* **Exercise A**:
From the article on Wheat Thins, list the other snacks that Jim Low's quote places in the same basket as Wheat Thins.
* **Exercise B**:
For each statement below, say whether it agrees with the article on Wheat Thins, and quote the deciding words: (i) Andy Griffith promoted Ritz crackers in television commercials in the 1970s. (ii) Wheat Thins comes from the Keebler division of Kraft Foods. (iii) Jim Low is marketing director for the wheat cracker division at Kraft.

## START Selected extract

After so many years of being considered “crackers”…..Wheat Thins are now re-branding themselves as “snacks” for some big fancy marketing reason.
Read the full story below:
Like ready-made pie crusts, crackers are marketed not just on their merits but also on what consumers put on them, so packages often show crackers topped with artfully arranged cheese, diced vegetables and dip. Typical of the approach was when Andy Griffith, a pitchman for Ritz crackers in television commercials in the 1970s, declared, “Everything tastes better when it sits on a Ritz.” But now Wheat Thins, from the Nabisco division of Kraft Foods, is recasting itself not as a platform for cheddar or onion dip, but rather a stand-alone snack.
“When consumers talk about snacks, they look at Wheat Thins in the same basket as other snacks like pretzels, potato chips and popcorn,” said Jim Low, marketing director for the wheat cracker division at Kraft. “Wheat Thins is one of the least topped crackers in the cracker category — so we realized we needed to act more like a snack.”

## END Selected extract
## START Data shown

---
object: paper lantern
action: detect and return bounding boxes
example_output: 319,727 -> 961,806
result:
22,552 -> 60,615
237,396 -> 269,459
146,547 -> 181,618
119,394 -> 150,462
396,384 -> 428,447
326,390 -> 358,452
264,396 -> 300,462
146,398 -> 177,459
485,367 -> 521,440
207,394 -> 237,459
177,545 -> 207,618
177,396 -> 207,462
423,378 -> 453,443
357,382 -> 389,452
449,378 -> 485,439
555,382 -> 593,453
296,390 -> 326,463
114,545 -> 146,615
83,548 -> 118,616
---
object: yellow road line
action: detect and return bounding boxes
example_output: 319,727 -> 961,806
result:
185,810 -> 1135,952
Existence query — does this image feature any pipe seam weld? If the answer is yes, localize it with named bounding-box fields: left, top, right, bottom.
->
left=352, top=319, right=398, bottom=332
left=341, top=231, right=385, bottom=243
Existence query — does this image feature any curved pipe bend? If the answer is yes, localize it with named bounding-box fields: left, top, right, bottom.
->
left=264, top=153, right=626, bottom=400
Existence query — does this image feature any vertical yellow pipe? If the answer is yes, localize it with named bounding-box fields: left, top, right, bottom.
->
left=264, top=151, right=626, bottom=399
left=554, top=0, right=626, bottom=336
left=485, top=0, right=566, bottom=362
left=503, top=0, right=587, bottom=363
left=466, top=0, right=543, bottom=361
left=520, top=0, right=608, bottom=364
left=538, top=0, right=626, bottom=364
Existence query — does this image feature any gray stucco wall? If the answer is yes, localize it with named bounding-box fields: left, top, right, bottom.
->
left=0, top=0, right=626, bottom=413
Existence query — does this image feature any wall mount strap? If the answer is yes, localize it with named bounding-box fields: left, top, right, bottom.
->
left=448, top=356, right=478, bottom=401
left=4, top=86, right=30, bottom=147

## END Data shown

* **Right answer A**:
Pretzels, potato chips, popcorn

* **Right answer B**:
(i) Yes: "Andy Griffith, a pitchman for Ritz crackers in television commercials in the 1970s"
(ii) No: "Wheat Thins, from the Nabisco division of Kraft Foods"
(iii) Yes: "Jim Low, marketing director for the wheat cracker division at Kraft"